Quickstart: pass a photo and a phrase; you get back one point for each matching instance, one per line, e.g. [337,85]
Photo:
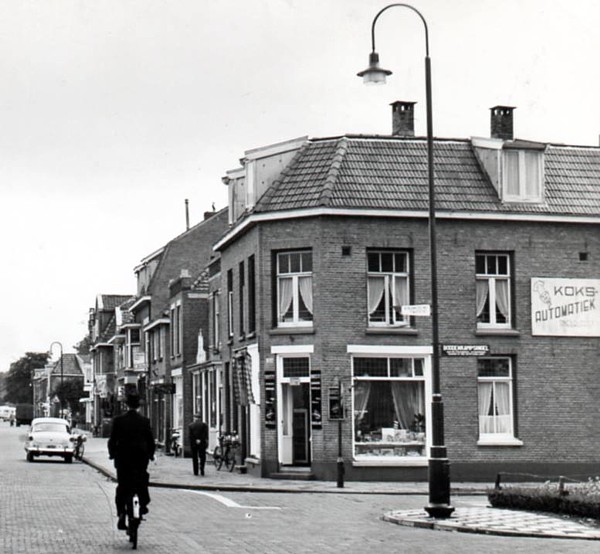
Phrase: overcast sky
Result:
[113,112]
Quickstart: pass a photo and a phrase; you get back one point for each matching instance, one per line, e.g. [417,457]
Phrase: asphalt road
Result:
[52,507]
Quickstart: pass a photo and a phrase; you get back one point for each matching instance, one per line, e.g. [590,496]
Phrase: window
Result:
[216,321]
[493,294]
[230,303]
[387,287]
[389,408]
[251,296]
[294,288]
[522,175]
[495,396]
[242,285]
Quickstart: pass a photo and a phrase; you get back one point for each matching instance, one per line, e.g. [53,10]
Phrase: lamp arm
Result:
[400,6]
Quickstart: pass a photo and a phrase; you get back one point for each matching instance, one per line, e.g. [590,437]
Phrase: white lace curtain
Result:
[362,392]
[285,296]
[305,286]
[502,297]
[409,400]
[494,408]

Aim: Could you repeat the data from the line containing "line, e.g. [590,437]" through the end, inclusive, substituting "linen" for "lace" and changing nothing else, and give only those lines?

Answer to the task:
Quickstart: pass a photo and a phrase; you get back one point for each matching instance, one per line, e.g. [590,437]
Phrase: white linen curtain
Result:
[362,392]
[285,296]
[305,286]
[502,297]
[409,400]
[494,408]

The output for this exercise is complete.